━━━━━ Given passage

1

How can I split a dictionary of lists into chunks of a given size in Python. I can chunk a list. I can chunk a dictionary. But I can't quite work out how to chunk a dictionary of lists (efficiently).

my_dict = {
  "key1": ["a","b","c","d"],
  "key2": ["e","f","g","h"],
}

How can I chunk it so that each chunk has no more than 3 values:

{
  "key1": ["a","b","c"]
}
{
  "key1": ["d"],
  "key2": ["e","f"],
}
{
  "key2": ["g","h"],
}

Notice how the 2nd dictionary spans 2 keys.

trubliphone
  • 4,132
  • 3
  • 42
  • 66
  • It shouldn't be that hard to do something naive, but possibly slow. Do that, then worry about making it faster or "neater". – chepner Mar 01 '22 at 17:07

4 Answers4

2

Quite a naive generator to do that would be:

  1. Initialize a dict and a counter.
  2. Iterate over all values (that is, all values inside the lists which are the dict's values).
  3. Add them to the new dict with the matching key, and increment the counter.
  4. Once the required size is reached, yield/return the chunk and re-initialize the dict and counter.
  5. back to 2.

That would be:

from collections import defaultdict

def chunker(d, chunk_size):
    chunk = defaultdict(list)
    size = 0
    for key, list_value in d.items():
        for value in list_value:
            chunk[key].append(value)
            size += 1
            if size == chunk_size:
                yield dict(chunk)
                chunk = defaultdict(list)
                size = 0
    if size:
        yield dict(chunk)

And running:

my_dict = {
  "key1": ["a","b","c","d"],
  "key2": ["e","f","g","h"],
}

for chunk in chunker(my_dict, 3):
    print(chunk)

Will give:

{'key1': ['a', 'b', 'c']}
{'key1': ['d'], 'key2': ['e', 'f']}
{'key2': ['g', 'h']}

Instead of a simple dict, this uses a defaultdict to simplify the code.

Tomerikoo
  • 18,379
  • 16
  • 47
  • 61
1

This requires a single pass, but isn't the most elegant solution by any means:

def chunk_dict(in_dict, chunk_size):
    chunked = [{}]
    items_left = chunk_size
    for key in in_dict:
        for el in in_dict[key]:
            if items_left == 0:
                chunked.append({})

━━━━━━━━━━
━━━━━ Recorded data

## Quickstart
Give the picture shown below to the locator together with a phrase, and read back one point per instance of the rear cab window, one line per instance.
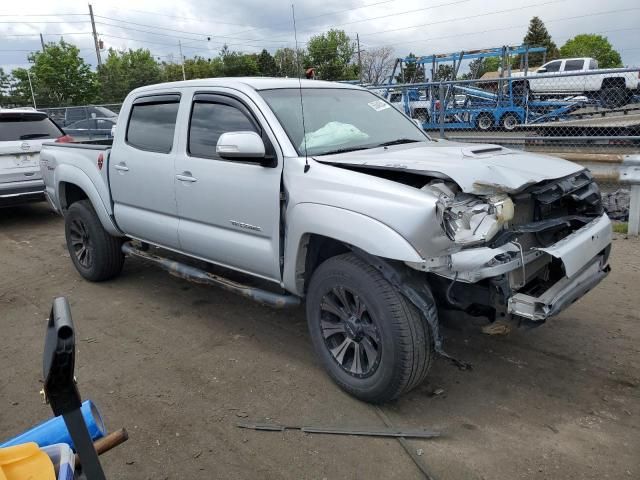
(553, 66)
(27, 126)
(152, 123)
(573, 65)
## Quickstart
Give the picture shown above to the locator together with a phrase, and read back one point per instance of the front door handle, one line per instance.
(186, 177)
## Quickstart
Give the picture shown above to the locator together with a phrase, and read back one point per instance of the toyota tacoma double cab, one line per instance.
(348, 206)
(612, 87)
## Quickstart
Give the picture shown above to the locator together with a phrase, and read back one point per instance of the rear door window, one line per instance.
(553, 66)
(152, 123)
(27, 126)
(573, 65)
(209, 120)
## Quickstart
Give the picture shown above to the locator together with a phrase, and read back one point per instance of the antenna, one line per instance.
(304, 129)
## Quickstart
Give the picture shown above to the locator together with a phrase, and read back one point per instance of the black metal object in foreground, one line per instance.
(363, 432)
(196, 275)
(60, 387)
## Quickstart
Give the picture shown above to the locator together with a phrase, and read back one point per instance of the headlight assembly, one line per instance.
(470, 220)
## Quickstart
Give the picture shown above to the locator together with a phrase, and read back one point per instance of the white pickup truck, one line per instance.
(613, 87)
(355, 210)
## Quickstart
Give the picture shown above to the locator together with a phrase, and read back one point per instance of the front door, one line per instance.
(229, 209)
(141, 172)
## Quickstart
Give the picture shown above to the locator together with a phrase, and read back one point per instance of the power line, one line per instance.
(43, 15)
(45, 34)
(43, 22)
(495, 12)
(504, 28)
(401, 13)
(204, 36)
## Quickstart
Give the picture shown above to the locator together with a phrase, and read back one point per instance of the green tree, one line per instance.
(287, 62)
(267, 64)
(591, 45)
(59, 75)
(444, 72)
(237, 64)
(331, 54)
(123, 71)
(412, 72)
(537, 36)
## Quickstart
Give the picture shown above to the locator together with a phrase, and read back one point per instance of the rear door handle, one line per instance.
(186, 177)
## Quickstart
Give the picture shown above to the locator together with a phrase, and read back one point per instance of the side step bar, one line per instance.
(196, 275)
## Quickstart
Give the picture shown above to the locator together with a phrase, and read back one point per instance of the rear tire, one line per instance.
(484, 122)
(615, 97)
(510, 121)
(350, 303)
(96, 255)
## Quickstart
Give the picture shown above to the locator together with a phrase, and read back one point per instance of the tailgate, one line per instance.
(19, 163)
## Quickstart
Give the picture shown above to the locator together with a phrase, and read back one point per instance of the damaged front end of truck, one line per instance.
(523, 255)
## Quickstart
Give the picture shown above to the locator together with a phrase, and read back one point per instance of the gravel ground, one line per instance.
(179, 364)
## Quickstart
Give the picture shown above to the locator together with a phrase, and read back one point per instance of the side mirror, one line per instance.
(240, 145)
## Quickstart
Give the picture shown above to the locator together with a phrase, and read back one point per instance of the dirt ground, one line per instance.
(179, 365)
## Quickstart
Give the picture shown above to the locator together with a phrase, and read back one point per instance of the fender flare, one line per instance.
(75, 176)
(352, 228)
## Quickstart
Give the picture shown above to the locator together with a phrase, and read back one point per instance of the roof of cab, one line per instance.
(14, 111)
(255, 83)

━━━━━━━━━━

What is required: In the dictionary-chunking thread, why does the first answer's chunker build each chunk with a defaultdict? Answer in one to three sentences. These rows have no connection to the thread about chunking a dictionary of lists.

Exercise solution: Its author says a defaultdict is used instead of a simple dict to simplify the code.